--- Begin Entries provided ---
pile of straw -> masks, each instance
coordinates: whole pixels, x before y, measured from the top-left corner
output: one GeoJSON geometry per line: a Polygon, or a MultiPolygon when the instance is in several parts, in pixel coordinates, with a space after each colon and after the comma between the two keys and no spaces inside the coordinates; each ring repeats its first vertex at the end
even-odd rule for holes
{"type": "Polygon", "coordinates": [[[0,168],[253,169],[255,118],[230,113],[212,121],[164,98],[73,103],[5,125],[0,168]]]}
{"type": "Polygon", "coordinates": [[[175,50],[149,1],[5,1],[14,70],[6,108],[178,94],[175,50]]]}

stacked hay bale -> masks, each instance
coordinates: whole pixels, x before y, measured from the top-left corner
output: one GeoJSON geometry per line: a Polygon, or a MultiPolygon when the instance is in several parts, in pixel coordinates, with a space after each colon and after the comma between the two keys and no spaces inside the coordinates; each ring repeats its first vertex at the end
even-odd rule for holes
--- End Entries provided ---
• [Given task]
Copy all of the data above line for line, changing nothing.

• [Task response]
pile of straw -> masks, each instance
coordinates: whole pixels, x before y, measured from the top-left corner
output: one GeoJSON geometry per line: a Polygon, or a MultiPolygon when the instance is in several parts, in pixel coordinates, with a space after each colon and after the comma between the two keys and no spaces inside the coordinates; each ring repeats its first vertex at the end
even-odd rule for holes
{"type": "Polygon", "coordinates": [[[0,168],[253,169],[255,118],[230,113],[212,121],[164,98],[73,103],[5,125],[0,168]]]}
{"type": "Polygon", "coordinates": [[[175,50],[149,1],[5,1],[14,70],[6,108],[178,94],[175,50]]]}

stacked hay bale -> masks, each instance
coordinates: whole pixels, x before y, measured from the top-left corner
output: one GeoJSON geometry per line: a Polygon, or a MultiPolygon when the instance is in several parts, in pixel coordinates, with a space after each colon and after the comma between the two keys and no spaces inside the coordinates; each ring repeats its first vertex at the end
even-odd rule for holes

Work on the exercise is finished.